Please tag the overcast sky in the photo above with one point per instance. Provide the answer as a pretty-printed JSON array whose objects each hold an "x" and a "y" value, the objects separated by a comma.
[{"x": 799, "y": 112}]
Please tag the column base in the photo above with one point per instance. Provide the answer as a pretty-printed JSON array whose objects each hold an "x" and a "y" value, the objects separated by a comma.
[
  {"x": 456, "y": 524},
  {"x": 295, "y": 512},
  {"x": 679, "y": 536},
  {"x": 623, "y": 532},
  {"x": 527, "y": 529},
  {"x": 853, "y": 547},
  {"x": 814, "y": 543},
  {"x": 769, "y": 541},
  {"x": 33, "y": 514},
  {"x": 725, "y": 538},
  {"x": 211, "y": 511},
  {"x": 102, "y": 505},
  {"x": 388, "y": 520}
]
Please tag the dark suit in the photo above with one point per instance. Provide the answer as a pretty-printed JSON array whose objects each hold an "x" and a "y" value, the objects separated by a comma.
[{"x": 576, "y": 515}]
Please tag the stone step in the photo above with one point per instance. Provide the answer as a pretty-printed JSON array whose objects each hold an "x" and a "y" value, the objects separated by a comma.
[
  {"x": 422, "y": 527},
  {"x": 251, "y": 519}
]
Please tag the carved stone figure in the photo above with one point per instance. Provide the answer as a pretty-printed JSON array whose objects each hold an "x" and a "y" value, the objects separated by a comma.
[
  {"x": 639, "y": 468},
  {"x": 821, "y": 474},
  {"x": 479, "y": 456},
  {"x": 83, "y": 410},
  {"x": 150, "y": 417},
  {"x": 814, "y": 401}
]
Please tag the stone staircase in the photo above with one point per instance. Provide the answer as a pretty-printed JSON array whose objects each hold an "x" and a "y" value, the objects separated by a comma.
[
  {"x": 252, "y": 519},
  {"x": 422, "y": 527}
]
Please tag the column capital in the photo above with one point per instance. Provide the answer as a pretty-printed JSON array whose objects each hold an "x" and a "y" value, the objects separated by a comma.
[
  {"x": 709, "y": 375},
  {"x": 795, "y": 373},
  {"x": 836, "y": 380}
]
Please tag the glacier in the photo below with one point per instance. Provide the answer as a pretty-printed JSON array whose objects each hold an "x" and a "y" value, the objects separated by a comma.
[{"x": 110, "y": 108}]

• • • • • • •

* _Work instructions_
Could you quote all of the records above, word for word and line for line?

* _Written solution_
Please tag the overcast sky in the photo above with one point per instance. Provide the answer as a pretty-printed JSON array whose objects each hold an "x" and a "y" value, the objects separated by a comma.
[{"x": 799, "y": 112}]
Please tag the column base in the photo above with one point per instance. Provide the answer as a pretty-printed JSON array whose objects each hold an "x" and a "y" value, the objects separated by a comma.
[
  {"x": 456, "y": 524},
  {"x": 295, "y": 512},
  {"x": 679, "y": 536},
  {"x": 623, "y": 532},
  {"x": 527, "y": 529},
  {"x": 853, "y": 547},
  {"x": 814, "y": 543},
  {"x": 769, "y": 541},
  {"x": 33, "y": 514},
  {"x": 725, "y": 538},
  {"x": 211, "y": 511},
  {"x": 102, "y": 505},
  {"x": 388, "y": 520}
]
Please tag the dark suit in the photo above with one point per instance. Provide the answer as a pretty-printed JSON array whose objects each hold an "x" and a "y" value, the objects separated by a comma.
[{"x": 576, "y": 515}]
Please tag the stone step in the photo above with one point per instance. Provide the answer as a pretty-printed JSON array whose objects each hold an "x" and a "y" value, the objects separated by a comma.
[
  {"x": 422, "y": 527},
  {"x": 251, "y": 519}
]
Please tag the carved stone figure in the photo above with one point per instance. Provide the answer as a pretty-printed JSON array whose objects each hold an "x" and a "y" value, the objects separated by a comma.
[
  {"x": 639, "y": 468},
  {"x": 821, "y": 474},
  {"x": 479, "y": 456},
  {"x": 83, "y": 410},
  {"x": 150, "y": 417},
  {"x": 814, "y": 401}
]
Please tag the stone staircase in the photo above with one point per instance. Provide the answer as a pretty-printed JSON array whose objects each hold an "x" and a "y" value, the objects separated by a comma.
[
  {"x": 252, "y": 519},
  {"x": 422, "y": 527}
]
Please tag the column capital in the photo above with one point per instance. Provide the answer as a pretty-printed JSON array whose objects each hold an "x" and a "y" value, the objects separated by a comma.
[
  {"x": 709, "y": 375},
  {"x": 795, "y": 373},
  {"x": 836, "y": 380}
]
Please tag the glacier in the photo below with one point per instance. Provide the answer as a pretty-printed JSON array whose objects each hold an "x" and a "y" value, the objects separated by a comma.
[{"x": 110, "y": 108}]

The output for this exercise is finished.